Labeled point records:

+--

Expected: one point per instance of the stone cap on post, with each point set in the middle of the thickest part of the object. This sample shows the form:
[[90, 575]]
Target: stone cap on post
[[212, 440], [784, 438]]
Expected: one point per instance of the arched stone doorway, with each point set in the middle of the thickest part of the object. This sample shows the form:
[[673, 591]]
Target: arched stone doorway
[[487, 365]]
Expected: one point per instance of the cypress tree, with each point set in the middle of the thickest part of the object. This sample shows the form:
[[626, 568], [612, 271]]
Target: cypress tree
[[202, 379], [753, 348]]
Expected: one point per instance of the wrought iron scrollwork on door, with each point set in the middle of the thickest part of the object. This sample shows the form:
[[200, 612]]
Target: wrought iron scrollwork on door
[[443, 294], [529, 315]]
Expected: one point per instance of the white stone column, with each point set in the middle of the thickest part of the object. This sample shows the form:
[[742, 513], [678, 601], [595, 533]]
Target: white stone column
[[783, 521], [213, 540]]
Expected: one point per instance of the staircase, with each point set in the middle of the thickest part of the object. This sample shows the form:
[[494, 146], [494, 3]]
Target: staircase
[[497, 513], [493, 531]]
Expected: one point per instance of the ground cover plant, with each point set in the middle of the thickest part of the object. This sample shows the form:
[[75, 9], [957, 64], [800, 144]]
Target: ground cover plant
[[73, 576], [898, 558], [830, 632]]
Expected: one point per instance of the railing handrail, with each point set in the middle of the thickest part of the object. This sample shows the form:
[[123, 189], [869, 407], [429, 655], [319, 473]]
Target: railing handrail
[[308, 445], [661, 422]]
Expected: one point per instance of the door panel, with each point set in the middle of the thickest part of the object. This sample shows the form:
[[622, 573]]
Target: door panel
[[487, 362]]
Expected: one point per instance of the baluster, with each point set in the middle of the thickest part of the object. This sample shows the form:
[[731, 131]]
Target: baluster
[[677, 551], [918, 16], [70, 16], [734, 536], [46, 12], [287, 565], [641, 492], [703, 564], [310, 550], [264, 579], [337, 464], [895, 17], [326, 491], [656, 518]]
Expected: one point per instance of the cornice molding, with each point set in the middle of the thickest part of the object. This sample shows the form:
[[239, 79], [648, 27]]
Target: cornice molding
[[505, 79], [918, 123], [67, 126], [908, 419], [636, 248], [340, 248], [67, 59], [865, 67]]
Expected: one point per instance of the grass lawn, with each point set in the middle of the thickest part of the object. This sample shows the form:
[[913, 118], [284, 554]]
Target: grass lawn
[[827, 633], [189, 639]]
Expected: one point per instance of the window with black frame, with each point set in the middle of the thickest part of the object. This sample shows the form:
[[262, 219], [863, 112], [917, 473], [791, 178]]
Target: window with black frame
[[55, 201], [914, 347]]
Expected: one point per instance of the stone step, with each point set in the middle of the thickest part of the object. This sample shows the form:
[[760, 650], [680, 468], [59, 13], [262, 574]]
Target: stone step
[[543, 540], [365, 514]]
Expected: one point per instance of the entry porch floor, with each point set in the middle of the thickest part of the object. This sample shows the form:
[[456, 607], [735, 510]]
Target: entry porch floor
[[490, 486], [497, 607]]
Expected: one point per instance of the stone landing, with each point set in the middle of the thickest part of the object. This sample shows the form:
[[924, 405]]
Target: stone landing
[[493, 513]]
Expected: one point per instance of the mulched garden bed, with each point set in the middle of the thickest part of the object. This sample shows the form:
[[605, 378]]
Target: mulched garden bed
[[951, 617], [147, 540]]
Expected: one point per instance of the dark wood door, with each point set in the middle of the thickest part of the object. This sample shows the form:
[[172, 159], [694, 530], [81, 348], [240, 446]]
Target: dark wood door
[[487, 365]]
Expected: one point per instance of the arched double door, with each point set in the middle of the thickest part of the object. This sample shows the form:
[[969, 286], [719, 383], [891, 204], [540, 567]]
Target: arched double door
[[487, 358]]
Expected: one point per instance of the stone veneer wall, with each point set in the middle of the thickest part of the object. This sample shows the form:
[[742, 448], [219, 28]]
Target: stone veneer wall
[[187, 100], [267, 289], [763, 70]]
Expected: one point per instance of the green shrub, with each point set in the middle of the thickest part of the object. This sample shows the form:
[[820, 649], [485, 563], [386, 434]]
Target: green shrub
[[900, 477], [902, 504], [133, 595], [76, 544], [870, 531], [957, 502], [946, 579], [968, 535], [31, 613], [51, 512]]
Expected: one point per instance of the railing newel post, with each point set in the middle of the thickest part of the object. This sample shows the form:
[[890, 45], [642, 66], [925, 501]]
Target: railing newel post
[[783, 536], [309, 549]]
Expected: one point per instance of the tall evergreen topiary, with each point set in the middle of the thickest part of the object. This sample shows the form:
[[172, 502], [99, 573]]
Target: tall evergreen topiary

+--

GOAL OF THE EXERCISE:
Reproduce the data between the lines holding "Expected: one point per instance of the dark" and "613], [51, 512]]", inclusive, multiplying every coordinate in the answers by 2.1 and rounding to whole numbers, halves up. Keep the requests and their sample coordinates unchanged.

CORRECT OUTPUT:
Expected: one point per instance of the dark wood door, with each point set in the middle of the thickest part of the object. This sample shows the form:
[[172, 159], [694, 530], [81, 348], [240, 446]]
Target: dark wood door
[[1023, 767]]
Expected: one point per instance of the arched double door, with each point set in the middle of the thickest part of the object. This sample shows the form:
[[969, 286], [719, 383], [891, 204], [540, 567]]
Target: arched double door
[[1023, 752]]
Expected: one point per instance of the stone veneer wall, with each point set in the middle of the thickest part of the object. This sample shows the form:
[[742, 448], [219, 28]]
Target: stone veneer wall
[[393, 210], [561, 607], [1602, 147]]
Expected: one point per instance of the green shrub, with each point set in the middle of the thickest part of the object. This sample shows the form:
[[820, 649], [485, 563], [386, 434]]
Target: green shrub
[[1890, 1002], [1894, 1058], [279, 1250], [160, 1142], [1827, 1115], [2010, 1054], [1987, 1216], [2033, 1124], [65, 1287], [107, 1075]]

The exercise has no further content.